Document segment:

──────────

The report highlights that developing a self-sufficient solar manufacturing sector in India will necessitate substantial investment to establish an integrated supply chain, particularly in areas such as polysilicon and wafer production. Without these advancements, India may continue to encounter high import costs while struggling to achieve its renewable energy targets.

In the 2023-24 fiscal year, India added 15 GW of solar capacity, bringing the total to 90.8 GW by September, a significant increase from just 2.8 GW in 2014. To meet the government’s goal, the country must ramp up installations to 65-70 GW annually, with over 80% of this capacity expected to come from solar power.

The report states, “This target seems ambitious, particularly given India’s reliance on imports, which could push solar imports to $30 billion each year.” In the current fiscal year, solar equipment imports reached $7 billion, with China supplying 62.6% of this total.

China holds a dominant position in the global solar market, controlling 97% of polysilicon production and 80% of solar module manufacturing, making it challenging for India to compete due to lower prices.Ajay Srivastava, GTRI’s founder, pointed out that while initiatives like the production-linked incentive (PLI) scheme aim to bolster local manufacturing, their impact is limited because they heavily rely on imported components.

The report indicates that India’s solar manufacturing industry is still in its infancy, with most projects depending on imported ready-to-use modules. Last fiscal year, imports of ready-to-use solar modules totaled $4.4 billion, with additional imports of $1.9 billion for solar cells and $1 billion for essential components like inverters and cables.

──────────

Natural language descriptions of regions

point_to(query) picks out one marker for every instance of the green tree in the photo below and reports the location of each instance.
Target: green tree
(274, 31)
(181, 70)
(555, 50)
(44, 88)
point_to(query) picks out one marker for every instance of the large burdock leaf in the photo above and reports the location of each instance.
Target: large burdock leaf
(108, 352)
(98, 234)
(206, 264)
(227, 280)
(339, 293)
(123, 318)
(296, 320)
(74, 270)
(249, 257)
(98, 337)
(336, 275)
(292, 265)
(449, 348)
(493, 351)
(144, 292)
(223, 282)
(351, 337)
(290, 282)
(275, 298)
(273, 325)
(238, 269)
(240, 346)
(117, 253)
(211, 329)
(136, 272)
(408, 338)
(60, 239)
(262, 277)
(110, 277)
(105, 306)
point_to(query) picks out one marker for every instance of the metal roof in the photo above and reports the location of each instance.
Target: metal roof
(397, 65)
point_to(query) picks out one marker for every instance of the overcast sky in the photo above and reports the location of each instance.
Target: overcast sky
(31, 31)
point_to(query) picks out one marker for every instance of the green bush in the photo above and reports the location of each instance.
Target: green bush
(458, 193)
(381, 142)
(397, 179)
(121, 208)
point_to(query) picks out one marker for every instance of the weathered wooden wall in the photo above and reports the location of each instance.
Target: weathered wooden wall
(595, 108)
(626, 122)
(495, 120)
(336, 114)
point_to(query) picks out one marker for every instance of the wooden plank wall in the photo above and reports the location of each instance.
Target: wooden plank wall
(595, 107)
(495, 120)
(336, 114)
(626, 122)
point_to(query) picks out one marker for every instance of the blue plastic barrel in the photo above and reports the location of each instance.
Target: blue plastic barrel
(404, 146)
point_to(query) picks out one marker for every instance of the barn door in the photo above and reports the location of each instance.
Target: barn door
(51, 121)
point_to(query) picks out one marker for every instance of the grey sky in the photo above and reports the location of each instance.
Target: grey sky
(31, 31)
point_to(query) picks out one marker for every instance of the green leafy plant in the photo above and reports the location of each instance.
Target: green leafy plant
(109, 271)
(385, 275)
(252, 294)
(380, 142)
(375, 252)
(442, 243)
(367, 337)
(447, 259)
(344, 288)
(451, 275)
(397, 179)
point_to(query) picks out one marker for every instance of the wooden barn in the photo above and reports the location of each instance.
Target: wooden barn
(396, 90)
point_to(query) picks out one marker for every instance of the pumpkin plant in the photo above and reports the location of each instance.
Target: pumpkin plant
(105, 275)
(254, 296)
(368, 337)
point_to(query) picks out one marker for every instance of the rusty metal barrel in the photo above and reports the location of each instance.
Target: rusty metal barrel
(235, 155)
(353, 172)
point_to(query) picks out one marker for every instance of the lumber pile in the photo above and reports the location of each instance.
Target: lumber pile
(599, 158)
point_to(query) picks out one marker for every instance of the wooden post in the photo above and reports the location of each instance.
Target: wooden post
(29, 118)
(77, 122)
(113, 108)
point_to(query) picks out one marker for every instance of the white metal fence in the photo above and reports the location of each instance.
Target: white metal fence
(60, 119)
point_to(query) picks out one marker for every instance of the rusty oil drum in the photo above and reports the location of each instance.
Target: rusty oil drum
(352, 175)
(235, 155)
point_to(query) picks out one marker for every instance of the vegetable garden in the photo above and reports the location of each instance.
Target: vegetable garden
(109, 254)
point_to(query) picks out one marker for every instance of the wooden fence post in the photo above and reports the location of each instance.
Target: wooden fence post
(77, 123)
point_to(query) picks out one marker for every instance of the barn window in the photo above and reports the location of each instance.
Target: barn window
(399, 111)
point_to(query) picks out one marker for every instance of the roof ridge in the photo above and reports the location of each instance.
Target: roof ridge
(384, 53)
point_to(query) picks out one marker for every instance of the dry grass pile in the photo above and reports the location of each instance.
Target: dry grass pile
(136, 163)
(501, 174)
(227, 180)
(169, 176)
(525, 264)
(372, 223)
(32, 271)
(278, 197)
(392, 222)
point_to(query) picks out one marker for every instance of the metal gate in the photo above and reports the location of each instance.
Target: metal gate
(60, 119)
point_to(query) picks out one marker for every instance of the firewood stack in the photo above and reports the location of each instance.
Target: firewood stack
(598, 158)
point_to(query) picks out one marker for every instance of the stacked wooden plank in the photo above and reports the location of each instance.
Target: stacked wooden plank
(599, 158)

──────────

Goal of the exercise:
Write a continuation of the text on India's solar manufacturing and import reliance, beginning after its final sentence.

Exercise answer:
The report also notes that local production is heavily reliant on imports and primarily focuses on the final assembly stages. Approximately 90% of solar manufacturing in India involves assembling modules from imported cells, resulting in only 15% local value addition.

To reduce import dependency, India needs to start producing solar cells from scratch using silica sands, a process that requires expensive and energy-intensive polysilicon production and advanced technology. The report underscores the need for local production of materials like aluminum frames and glass, which will demand significant research and development efforts alongside government support.

In 2023, China emerged as India’s largest supplier, providing $3.89 billion worth of solar cells and modules, followed by Vietnam ($1.02 billion), Malaysia ($549.8 million), and Thailand ($248.8 million). While India has imposed customs duties of 40% on solar modules and 25% on solar cells to decrease reliance on Chinese imports, products from Vietnam, Malaysia, and Thailand are exempt from these tariffs under the India-ASEAN free trade agreement, as long as they add at least 35% value to the imported inputs.

The think tank has proposed seven strategies to enhance domestic manufacturing and reduce imports, including encouraging investments in the entire solar production chain, from raw materials to finished products.

There is also an urgent call to build local production capacity for essential materials and expand the PLI scheme to cover early-stage solar manufacturing while providing targeted subsidies to attract private investment.

GTRI suggests India should collaborate with the US, EU, and Japan to establish large-scale solar manufacturing facilities, creating a robust and independent solar industry. Furthermore, it recommends reassessing current import duties to support local manufacturing without imposing higher costs on consumers.

The report by GTRI emphasizes that the global transition from fossil fuels to renewable energy, led by the US, EU, Japan, and India, will heavily rely on solar power, which constitutes a significant portion of the renewable energy mix in many countries. China’s dominance in global solar production, accounting for over 80% of output and controlling 97% of polysilicon supply, highlights the need for a strategic shift in India’s approach to solar manufacturing.